> [Task objective]: Extract every line of the data below that contains the word "black". Case counts.
==================================================
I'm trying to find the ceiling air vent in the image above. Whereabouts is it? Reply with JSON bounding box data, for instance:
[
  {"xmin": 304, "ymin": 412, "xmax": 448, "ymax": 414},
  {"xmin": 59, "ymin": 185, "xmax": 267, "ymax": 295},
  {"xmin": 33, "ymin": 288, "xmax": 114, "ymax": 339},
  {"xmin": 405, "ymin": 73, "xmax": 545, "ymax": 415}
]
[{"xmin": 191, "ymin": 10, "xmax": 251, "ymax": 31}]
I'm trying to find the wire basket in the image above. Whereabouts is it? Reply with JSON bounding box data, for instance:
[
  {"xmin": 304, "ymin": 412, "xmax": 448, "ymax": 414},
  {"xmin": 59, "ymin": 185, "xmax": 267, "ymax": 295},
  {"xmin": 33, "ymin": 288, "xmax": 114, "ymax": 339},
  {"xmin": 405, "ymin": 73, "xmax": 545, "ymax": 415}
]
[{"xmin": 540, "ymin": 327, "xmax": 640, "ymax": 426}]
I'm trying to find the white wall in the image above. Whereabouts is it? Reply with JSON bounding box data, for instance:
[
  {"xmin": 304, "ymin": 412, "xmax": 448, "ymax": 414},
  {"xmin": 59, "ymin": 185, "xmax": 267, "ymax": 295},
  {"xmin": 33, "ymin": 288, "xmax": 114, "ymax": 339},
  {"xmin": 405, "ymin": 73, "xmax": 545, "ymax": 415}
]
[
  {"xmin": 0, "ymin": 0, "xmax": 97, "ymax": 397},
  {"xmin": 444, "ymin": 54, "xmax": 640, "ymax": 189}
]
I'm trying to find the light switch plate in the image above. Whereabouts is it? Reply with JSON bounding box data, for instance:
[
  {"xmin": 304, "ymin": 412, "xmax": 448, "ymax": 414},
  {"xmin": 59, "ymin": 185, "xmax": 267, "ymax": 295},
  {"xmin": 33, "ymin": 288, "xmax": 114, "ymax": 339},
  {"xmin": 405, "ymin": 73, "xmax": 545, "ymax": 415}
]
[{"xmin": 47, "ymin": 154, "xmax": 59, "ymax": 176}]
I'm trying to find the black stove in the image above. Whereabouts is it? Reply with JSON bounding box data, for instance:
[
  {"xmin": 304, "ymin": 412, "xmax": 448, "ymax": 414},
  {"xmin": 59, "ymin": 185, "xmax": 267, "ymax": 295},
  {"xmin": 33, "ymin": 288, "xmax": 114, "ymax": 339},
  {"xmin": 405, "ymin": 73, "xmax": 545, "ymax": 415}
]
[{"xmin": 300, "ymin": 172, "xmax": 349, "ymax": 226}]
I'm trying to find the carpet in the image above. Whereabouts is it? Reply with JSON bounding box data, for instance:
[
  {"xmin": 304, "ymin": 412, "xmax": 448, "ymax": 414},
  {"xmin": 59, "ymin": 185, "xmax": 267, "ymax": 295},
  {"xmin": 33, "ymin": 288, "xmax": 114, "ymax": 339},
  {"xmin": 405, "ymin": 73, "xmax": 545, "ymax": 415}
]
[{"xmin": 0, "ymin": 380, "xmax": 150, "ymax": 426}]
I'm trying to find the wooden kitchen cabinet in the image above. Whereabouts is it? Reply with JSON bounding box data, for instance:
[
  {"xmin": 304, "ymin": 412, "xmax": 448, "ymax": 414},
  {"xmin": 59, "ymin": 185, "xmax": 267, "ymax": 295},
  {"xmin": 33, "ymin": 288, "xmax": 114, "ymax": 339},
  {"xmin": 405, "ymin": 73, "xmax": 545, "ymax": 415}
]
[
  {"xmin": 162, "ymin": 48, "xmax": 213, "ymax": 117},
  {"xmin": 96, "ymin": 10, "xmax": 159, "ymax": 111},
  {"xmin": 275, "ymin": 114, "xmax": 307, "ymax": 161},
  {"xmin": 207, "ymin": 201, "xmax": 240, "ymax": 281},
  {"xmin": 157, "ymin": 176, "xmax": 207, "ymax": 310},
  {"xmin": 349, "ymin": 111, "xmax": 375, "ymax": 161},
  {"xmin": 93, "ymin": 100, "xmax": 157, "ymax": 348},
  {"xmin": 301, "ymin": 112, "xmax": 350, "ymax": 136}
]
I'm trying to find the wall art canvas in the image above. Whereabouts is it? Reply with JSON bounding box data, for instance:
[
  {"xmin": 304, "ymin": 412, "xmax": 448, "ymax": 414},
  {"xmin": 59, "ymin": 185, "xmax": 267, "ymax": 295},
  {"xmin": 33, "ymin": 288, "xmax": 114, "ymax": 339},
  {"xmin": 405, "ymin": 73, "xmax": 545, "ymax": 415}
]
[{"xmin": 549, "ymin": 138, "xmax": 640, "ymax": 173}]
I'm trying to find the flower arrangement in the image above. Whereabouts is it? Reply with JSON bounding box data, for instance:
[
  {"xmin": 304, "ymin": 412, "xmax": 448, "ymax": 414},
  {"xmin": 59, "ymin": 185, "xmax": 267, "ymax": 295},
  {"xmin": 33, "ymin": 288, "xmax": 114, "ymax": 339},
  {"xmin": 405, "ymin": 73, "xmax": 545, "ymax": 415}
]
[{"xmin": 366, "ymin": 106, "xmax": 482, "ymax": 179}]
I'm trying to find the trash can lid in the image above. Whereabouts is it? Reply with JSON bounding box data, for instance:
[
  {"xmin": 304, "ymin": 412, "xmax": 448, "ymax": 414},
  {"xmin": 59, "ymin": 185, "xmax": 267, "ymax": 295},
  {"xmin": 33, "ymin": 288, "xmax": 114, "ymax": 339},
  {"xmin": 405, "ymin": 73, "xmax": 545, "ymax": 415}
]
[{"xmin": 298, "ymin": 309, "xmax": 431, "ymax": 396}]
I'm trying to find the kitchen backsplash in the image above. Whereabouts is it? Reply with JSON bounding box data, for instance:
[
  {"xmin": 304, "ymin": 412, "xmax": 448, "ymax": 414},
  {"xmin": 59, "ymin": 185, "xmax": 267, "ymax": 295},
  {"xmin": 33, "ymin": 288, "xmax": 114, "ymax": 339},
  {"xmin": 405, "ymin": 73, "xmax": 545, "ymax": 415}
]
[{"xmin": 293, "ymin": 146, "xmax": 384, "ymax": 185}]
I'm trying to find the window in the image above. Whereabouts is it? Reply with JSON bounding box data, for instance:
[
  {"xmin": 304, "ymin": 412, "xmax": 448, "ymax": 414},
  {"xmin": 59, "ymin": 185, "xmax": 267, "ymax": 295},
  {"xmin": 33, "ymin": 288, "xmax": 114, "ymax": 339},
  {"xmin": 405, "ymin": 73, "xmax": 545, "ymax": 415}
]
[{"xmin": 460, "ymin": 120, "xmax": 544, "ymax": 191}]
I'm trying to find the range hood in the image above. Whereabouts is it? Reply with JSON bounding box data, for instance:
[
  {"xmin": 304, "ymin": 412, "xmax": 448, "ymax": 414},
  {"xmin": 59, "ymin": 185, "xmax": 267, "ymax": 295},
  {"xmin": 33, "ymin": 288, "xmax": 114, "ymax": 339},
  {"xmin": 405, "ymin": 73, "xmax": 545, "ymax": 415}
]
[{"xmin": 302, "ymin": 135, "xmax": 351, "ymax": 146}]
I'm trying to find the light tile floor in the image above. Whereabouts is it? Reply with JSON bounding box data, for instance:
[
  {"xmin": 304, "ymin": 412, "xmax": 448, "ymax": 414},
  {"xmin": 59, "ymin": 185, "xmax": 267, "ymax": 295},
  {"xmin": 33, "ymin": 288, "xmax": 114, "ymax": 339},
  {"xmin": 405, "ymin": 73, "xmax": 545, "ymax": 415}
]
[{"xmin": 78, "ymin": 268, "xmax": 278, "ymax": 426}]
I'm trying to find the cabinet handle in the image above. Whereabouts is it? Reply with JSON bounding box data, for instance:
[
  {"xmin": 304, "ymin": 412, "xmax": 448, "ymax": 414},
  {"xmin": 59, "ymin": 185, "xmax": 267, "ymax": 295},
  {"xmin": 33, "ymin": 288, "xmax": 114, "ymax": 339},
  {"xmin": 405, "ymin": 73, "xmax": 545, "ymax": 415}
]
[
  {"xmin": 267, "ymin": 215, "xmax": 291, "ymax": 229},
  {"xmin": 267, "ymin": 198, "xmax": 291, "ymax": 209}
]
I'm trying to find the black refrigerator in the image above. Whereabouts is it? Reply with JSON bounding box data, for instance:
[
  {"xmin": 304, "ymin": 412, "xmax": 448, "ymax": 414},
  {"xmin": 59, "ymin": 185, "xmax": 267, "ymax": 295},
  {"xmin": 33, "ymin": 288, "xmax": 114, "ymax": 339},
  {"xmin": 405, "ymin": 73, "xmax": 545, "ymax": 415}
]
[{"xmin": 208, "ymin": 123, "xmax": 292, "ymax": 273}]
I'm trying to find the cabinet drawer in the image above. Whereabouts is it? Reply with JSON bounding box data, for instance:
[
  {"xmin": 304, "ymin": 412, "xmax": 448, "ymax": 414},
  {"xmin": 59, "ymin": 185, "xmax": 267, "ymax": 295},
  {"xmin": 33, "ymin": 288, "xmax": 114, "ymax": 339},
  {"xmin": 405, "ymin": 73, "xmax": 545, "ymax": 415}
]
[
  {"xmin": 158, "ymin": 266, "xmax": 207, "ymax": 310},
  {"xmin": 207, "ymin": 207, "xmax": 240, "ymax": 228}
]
==================================================
> [Solution to this task]:
I'm trying to find the black stove in the image above. Whereabouts is it? Reply with JSON bounding box data, for instance:
I'm trying to find the black refrigerator in the image above. Whereabouts is it? Reply with JSON bounding box data, for instance:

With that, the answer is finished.